Using the records below, copy every line that holds the string "covered".

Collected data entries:
______
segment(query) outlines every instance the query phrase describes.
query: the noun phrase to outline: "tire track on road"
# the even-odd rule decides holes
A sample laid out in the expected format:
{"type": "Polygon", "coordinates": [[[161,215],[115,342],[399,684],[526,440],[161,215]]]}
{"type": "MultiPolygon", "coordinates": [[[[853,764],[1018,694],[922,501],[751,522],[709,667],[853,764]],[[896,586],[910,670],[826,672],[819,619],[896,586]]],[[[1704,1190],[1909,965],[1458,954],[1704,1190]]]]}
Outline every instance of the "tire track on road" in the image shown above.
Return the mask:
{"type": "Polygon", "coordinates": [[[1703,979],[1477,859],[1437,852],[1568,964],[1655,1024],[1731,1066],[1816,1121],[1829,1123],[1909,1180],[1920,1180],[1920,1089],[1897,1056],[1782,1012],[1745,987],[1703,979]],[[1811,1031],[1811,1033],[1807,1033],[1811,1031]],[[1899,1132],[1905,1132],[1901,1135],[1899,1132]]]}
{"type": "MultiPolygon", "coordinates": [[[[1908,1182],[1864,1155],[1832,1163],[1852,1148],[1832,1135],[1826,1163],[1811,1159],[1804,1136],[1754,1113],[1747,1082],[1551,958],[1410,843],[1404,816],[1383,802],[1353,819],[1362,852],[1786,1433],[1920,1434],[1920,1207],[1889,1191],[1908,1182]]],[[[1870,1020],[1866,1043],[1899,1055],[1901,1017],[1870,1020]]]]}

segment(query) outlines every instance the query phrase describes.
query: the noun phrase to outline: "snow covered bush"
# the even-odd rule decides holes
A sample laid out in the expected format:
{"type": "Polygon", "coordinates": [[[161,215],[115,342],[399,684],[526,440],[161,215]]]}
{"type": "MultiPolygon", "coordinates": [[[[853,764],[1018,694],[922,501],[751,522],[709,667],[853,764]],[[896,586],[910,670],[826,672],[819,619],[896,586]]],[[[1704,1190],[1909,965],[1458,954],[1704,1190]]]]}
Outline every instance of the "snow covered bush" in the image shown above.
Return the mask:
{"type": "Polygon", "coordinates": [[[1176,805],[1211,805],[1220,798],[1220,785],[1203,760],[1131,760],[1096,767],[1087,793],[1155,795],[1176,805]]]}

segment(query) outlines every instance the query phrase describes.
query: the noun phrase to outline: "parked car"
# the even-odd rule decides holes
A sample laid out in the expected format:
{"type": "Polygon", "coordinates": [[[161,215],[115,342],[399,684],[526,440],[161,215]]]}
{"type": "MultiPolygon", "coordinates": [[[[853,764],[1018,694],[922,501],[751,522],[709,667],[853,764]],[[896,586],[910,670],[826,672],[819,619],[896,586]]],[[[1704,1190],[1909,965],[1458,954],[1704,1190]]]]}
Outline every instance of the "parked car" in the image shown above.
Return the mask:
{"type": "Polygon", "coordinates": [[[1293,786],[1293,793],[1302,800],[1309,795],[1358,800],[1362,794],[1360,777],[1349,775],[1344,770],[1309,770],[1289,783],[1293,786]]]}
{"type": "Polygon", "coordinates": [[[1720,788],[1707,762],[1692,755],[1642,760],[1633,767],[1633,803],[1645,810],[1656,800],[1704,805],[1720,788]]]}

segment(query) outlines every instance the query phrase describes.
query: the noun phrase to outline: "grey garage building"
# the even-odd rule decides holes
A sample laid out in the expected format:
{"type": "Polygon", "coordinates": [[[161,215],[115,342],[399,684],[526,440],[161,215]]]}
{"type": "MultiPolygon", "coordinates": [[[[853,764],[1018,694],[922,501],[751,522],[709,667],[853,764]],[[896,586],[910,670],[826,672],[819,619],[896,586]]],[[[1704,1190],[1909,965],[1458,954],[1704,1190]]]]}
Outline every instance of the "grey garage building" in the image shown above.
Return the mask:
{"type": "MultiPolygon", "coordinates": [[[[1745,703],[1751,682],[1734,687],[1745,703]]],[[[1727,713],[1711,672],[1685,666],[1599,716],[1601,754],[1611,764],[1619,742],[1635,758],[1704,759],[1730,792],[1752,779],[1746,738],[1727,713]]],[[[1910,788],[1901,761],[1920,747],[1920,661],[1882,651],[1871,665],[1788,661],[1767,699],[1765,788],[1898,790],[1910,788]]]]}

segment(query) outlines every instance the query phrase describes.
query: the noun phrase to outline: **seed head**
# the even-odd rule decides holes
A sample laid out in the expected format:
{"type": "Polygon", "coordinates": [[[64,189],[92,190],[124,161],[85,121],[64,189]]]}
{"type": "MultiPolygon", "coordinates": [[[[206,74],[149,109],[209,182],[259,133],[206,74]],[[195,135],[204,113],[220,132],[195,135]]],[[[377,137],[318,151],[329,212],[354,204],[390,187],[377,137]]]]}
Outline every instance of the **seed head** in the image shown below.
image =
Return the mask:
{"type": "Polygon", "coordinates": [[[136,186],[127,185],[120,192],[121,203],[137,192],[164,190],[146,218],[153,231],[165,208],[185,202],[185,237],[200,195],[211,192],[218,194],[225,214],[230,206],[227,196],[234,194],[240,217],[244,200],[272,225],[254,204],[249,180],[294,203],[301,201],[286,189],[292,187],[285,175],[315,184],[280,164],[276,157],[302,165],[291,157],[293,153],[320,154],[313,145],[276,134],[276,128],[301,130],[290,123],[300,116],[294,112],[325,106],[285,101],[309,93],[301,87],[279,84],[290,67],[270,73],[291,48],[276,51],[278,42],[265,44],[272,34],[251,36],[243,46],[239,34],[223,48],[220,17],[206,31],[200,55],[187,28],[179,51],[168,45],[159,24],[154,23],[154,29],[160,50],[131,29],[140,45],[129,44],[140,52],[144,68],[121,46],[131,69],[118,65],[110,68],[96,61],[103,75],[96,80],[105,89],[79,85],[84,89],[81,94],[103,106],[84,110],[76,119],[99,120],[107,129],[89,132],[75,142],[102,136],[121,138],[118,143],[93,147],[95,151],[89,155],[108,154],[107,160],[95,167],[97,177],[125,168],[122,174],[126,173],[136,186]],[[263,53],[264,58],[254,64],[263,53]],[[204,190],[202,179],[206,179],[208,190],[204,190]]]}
______
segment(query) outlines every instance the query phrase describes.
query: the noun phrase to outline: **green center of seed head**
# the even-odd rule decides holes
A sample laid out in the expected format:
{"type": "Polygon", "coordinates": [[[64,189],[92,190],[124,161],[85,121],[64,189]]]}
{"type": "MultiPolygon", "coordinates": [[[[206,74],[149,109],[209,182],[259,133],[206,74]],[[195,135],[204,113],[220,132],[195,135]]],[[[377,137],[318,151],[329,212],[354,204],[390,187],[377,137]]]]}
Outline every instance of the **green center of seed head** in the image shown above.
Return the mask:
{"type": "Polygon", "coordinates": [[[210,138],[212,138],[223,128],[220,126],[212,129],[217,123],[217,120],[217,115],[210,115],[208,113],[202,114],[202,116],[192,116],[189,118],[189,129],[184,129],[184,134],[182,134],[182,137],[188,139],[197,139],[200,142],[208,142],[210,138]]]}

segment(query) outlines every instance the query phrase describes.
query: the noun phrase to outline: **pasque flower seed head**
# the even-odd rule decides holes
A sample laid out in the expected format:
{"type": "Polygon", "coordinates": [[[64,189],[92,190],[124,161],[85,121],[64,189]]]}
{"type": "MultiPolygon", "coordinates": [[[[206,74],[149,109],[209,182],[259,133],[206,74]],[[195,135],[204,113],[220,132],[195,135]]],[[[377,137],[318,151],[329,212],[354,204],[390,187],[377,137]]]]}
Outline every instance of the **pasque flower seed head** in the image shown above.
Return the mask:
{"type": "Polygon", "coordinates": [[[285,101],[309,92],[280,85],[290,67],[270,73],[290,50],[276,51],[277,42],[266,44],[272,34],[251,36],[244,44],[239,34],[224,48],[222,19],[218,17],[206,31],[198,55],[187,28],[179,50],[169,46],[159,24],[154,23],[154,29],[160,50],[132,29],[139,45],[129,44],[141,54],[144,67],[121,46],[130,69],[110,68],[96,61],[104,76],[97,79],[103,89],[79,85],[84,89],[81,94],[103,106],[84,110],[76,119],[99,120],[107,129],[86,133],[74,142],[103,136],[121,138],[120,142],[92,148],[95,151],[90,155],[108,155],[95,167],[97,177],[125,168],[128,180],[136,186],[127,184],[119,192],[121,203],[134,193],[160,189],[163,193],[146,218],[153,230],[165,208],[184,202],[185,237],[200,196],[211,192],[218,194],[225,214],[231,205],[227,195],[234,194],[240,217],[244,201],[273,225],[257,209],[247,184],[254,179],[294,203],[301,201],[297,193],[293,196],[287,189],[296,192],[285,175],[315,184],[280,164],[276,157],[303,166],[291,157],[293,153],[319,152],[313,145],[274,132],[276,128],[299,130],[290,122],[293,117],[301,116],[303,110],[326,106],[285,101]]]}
______
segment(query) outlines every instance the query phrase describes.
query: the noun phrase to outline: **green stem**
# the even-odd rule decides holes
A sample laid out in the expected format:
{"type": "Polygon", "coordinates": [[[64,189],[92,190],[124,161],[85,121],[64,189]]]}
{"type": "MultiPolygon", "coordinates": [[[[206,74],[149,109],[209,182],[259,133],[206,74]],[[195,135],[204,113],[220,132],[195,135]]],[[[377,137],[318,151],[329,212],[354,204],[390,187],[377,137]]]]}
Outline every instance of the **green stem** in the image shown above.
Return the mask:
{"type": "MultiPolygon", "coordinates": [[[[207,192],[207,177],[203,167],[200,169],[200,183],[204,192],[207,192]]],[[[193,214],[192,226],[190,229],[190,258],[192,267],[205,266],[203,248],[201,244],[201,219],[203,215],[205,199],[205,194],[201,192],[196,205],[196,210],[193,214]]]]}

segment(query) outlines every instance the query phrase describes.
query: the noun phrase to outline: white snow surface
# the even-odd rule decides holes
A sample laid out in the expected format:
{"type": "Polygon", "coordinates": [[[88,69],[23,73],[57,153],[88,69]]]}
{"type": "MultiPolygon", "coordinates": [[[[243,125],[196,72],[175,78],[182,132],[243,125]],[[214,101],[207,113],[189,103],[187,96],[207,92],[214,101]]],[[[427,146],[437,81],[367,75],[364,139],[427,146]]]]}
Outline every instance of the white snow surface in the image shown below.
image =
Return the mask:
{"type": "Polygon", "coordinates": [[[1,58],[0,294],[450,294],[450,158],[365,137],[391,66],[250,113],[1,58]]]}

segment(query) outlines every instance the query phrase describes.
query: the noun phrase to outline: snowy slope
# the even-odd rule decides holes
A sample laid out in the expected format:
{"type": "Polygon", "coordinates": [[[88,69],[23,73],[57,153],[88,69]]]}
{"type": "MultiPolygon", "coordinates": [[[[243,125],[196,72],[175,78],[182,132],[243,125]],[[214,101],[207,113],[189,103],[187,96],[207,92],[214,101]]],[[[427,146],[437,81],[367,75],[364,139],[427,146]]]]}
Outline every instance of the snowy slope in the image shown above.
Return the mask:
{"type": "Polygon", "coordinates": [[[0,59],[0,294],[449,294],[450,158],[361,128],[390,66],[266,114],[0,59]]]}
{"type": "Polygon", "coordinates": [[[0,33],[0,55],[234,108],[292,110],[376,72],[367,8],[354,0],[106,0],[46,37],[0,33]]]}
______
Response to this exercise:
query: the noun phrase to outline: "snow covered bush"
Outline every instance of the "snow covered bush" in the image shown above.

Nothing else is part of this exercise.